# YOUR GOAL
Print the range of lines that opens with the line containing "Can you see the blue" and closes with the last line of the listing. Include both ends; print nothing more.

◆ ◆ ◆

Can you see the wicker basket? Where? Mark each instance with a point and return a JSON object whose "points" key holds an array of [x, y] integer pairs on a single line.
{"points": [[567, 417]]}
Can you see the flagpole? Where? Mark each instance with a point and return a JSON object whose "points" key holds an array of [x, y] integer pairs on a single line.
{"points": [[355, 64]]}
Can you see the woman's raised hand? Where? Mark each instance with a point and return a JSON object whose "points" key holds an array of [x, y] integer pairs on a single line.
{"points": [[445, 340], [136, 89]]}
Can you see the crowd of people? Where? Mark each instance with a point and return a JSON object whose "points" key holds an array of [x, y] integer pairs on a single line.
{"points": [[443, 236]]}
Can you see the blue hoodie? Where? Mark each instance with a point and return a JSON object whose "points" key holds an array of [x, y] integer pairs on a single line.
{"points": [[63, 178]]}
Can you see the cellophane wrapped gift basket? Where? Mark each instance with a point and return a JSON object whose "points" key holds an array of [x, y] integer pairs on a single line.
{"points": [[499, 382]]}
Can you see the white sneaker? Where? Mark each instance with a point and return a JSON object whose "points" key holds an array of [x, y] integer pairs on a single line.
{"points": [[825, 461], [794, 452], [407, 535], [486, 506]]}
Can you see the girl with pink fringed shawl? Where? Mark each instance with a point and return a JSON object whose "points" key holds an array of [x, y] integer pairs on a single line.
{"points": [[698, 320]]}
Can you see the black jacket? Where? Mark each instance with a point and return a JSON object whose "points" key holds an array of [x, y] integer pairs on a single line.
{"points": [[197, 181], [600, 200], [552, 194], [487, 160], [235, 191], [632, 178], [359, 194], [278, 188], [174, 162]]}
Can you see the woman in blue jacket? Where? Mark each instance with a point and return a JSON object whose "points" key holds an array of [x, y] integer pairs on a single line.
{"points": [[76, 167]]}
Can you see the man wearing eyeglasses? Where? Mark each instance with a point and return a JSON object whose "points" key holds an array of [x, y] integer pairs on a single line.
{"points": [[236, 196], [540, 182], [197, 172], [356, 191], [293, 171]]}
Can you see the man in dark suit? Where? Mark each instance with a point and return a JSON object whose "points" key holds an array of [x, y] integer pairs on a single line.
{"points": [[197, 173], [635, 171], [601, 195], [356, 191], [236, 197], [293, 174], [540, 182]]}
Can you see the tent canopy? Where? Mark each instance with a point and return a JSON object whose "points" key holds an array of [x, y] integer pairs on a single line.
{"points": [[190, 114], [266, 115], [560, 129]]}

◆ ◆ ◆

# WRITTEN SOLUTION
Can you see the blue hoodie? Where? Mark each instance with a point and return a JSON object whose "points" key holds an array of [x, y] integer pairs on a single line.
{"points": [[63, 178]]}
Can you see the cellophane wrapped gift basket? Where? Mark each instance with a point and return a JSON object whose "points" key holds an array of [x, y] integer pairs on a single line.
{"points": [[499, 382]]}
Can you see the white sneaker? Where? Mark each instance with a point and return a JSON object whose "points" key holds an array of [x, y] integer pairs on a single line.
{"points": [[825, 461], [794, 452], [407, 535], [486, 506]]}
Can you see the girl with pink fringed shawl? Where? Mark each instance with a point and return a JSON object whose "points" key holds an array of [x, y] integer pairs on a single line.
{"points": [[698, 320]]}
Can you see the black jacket? Where? Mark each instance with a point and return a JSON object whose "points" key holds an array of [x, y] integer pairs on a single line.
{"points": [[197, 181], [600, 200], [552, 194], [487, 160], [235, 191], [632, 178], [359, 194], [278, 188], [174, 162]]}
Can you see the woman in blue jacket? Where? Mark each instance with a point and return a JSON object whose "points" key holds an array of [x, y] integer pairs on a single line.
{"points": [[76, 167]]}
Can you see the man wearing eyeglasses? Where? Mark each instance with a point and return a JSON object whose "points" key holds an array of [x, y] integer pairs on a single line.
{"points": [[236, 196], [540, 182], [197, 172], [356, 191], [293, 171]]}
Can you see the man in dark suit? Where? Mark each instance with a point and return a JSON object whose "points" key holds an array of [x, y] integer pairs on a single line.
{"points": [[197, 173], [635, 171], [601, 195], [356, 191], [236, 197], [293, 174], [540, 182]]}
Can you see the tent canopy? Where? Mark each instance with a point and return a JSON object whose "points" key holds an array of [x, y] integer pairs on a single line.
{"points": [[190, 114], [266, 115], [560, 129]]}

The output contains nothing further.